→ **Goal of the exercise**
Copy each of the following rows verbatim, reproducing every line as it appears.

>> BEGIN Data for the task

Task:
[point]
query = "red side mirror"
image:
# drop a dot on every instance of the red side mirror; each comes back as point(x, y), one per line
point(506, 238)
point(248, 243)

>> END Data for the task

→ **Task answer**
Task:
[point]
query = "red side mirror"
image:
# drop a dot on every instance of the red side mirror; each comes back as point(x, y), one per line
point(506, 238)
point(248, 243)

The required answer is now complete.